- **WHAT THE TASK REQUIRES**: In the listing below, find the line containing "Target: turquoise water" and the line containing "Target: girl's face". Repeat exactly those two lines and every line between them.

[SOURCE INFORMATION Boundary: Start]

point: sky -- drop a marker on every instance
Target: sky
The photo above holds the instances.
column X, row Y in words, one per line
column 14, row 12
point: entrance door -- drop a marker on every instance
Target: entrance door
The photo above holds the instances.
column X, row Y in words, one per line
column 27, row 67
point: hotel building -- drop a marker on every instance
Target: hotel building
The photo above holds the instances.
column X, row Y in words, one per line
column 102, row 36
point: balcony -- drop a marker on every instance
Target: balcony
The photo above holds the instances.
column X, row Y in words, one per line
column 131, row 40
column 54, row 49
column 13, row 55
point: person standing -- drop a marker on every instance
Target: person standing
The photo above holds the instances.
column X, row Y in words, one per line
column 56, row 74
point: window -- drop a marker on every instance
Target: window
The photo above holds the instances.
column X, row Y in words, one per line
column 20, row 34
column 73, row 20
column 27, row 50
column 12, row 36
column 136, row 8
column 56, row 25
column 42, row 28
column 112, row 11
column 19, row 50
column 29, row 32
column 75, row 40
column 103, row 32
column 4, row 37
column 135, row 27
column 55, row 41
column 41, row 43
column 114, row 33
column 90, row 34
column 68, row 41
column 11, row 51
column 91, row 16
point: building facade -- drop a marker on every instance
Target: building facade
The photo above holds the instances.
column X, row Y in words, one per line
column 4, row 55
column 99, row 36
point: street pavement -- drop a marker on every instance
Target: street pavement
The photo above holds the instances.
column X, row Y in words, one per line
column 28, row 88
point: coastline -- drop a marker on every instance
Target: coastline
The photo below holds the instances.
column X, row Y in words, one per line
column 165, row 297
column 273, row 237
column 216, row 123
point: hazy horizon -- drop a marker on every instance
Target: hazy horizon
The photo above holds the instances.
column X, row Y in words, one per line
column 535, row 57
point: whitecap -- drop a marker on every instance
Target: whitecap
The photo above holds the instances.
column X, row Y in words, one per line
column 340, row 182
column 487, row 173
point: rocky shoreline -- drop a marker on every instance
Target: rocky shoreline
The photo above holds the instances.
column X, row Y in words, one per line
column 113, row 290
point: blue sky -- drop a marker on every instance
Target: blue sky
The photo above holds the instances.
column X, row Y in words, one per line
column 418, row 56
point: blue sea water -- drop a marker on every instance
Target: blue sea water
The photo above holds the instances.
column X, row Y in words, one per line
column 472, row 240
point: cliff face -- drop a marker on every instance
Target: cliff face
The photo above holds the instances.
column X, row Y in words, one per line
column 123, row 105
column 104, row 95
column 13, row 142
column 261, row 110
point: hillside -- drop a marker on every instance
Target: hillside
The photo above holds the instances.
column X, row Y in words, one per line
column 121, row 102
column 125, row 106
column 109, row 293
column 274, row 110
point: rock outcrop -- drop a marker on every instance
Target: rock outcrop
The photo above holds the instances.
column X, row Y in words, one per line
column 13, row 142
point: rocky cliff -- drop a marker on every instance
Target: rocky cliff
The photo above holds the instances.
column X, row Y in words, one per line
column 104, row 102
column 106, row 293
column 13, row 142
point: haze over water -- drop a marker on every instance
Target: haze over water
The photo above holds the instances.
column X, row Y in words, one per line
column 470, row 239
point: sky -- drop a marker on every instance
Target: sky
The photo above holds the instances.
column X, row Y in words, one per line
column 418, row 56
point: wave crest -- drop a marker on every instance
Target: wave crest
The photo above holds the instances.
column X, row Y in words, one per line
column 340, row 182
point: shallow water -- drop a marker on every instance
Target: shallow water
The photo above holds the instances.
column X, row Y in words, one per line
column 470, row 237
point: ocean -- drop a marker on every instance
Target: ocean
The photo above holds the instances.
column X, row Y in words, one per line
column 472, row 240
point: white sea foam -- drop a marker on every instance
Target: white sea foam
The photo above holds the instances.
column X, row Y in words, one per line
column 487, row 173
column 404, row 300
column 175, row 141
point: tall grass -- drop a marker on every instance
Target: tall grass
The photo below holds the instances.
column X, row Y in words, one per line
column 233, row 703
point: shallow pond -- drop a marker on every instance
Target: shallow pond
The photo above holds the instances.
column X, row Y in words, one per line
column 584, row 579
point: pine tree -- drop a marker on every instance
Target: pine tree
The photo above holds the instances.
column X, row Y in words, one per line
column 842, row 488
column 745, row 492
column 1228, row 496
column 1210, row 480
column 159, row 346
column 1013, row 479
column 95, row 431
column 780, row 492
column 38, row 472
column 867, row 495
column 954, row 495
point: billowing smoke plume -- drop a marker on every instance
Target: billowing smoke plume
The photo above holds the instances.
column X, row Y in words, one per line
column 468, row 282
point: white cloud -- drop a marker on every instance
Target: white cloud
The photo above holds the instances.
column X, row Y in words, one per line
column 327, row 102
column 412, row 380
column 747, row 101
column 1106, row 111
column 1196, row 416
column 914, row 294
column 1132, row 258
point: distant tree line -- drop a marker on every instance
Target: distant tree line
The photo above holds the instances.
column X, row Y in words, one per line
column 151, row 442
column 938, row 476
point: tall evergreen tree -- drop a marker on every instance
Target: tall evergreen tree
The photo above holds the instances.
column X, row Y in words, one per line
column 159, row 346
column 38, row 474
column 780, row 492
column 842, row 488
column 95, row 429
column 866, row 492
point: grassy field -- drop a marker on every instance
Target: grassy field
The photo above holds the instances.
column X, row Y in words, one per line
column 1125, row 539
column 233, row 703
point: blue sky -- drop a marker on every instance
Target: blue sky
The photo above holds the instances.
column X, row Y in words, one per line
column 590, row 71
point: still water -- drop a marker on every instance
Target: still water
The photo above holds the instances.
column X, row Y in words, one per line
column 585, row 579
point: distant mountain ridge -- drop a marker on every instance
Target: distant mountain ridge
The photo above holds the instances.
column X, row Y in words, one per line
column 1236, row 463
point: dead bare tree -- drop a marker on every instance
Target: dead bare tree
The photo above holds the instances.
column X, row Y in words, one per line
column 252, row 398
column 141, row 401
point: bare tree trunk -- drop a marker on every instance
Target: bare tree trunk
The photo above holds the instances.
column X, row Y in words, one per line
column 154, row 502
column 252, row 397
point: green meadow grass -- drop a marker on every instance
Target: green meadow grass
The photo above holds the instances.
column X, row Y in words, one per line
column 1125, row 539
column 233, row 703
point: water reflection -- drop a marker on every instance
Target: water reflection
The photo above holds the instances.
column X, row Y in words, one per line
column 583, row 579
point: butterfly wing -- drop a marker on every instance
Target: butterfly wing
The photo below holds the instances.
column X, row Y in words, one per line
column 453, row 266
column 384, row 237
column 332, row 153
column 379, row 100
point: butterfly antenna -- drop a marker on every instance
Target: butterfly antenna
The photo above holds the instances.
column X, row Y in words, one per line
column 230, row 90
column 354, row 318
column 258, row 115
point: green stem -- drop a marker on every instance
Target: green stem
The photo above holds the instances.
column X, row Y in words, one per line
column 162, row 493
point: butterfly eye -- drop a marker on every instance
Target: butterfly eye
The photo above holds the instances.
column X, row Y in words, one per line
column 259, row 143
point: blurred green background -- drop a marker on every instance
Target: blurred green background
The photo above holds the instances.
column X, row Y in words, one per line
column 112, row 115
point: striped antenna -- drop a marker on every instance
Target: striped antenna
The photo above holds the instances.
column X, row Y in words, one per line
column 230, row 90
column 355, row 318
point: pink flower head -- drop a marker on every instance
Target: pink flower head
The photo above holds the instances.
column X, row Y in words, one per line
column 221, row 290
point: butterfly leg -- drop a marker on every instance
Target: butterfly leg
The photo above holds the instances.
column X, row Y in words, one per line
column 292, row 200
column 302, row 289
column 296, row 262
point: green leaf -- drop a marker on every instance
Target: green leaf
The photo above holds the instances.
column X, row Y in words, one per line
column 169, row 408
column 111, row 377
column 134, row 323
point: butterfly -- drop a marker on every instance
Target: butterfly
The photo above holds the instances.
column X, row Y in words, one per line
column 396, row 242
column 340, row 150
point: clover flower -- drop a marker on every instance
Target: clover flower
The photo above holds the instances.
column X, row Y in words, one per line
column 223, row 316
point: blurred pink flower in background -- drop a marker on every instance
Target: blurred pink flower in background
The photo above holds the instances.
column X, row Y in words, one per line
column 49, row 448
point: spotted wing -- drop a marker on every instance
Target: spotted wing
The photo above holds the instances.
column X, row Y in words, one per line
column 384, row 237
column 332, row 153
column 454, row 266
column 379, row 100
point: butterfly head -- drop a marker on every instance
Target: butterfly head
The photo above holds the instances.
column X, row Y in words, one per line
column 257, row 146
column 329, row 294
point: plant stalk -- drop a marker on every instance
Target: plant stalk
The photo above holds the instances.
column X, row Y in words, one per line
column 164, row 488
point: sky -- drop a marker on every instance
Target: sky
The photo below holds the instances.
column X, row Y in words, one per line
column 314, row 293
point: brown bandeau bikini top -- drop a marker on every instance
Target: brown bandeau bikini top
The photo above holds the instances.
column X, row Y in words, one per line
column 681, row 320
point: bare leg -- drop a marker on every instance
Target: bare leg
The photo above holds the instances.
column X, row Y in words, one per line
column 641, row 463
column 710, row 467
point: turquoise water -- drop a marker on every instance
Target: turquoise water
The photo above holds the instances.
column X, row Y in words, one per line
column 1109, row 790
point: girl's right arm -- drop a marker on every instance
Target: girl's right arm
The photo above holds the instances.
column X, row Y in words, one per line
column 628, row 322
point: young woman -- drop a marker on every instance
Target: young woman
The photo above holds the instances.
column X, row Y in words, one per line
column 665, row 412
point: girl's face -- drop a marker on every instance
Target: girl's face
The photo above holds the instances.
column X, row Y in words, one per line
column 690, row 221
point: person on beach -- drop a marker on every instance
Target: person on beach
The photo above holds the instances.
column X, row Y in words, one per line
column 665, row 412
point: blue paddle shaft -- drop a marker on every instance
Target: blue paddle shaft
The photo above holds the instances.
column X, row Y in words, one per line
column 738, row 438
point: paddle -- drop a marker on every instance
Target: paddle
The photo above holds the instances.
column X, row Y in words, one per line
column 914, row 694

[SOURCE INFORMATION Boundary: End]

- **SOLUTION FOR THIS EXERCISE**:
Target: turquoise water
The photo above holds the instances.
column X, row Y in words, one per line
column 1109, row 790
point: girl's right arm -- drop a marker on every instance
Target: girl's right arm
The photo above holds the instances.
column X, row Y in words, one per line
column 628, row 322
point: young woman -- drop a marker on every instance
Target: young woman
The photo above holds the instances.
column X, row Y in words, one per line
column 665, row 412
point: girl's face -- drop a marker on every instance
Target: girl's face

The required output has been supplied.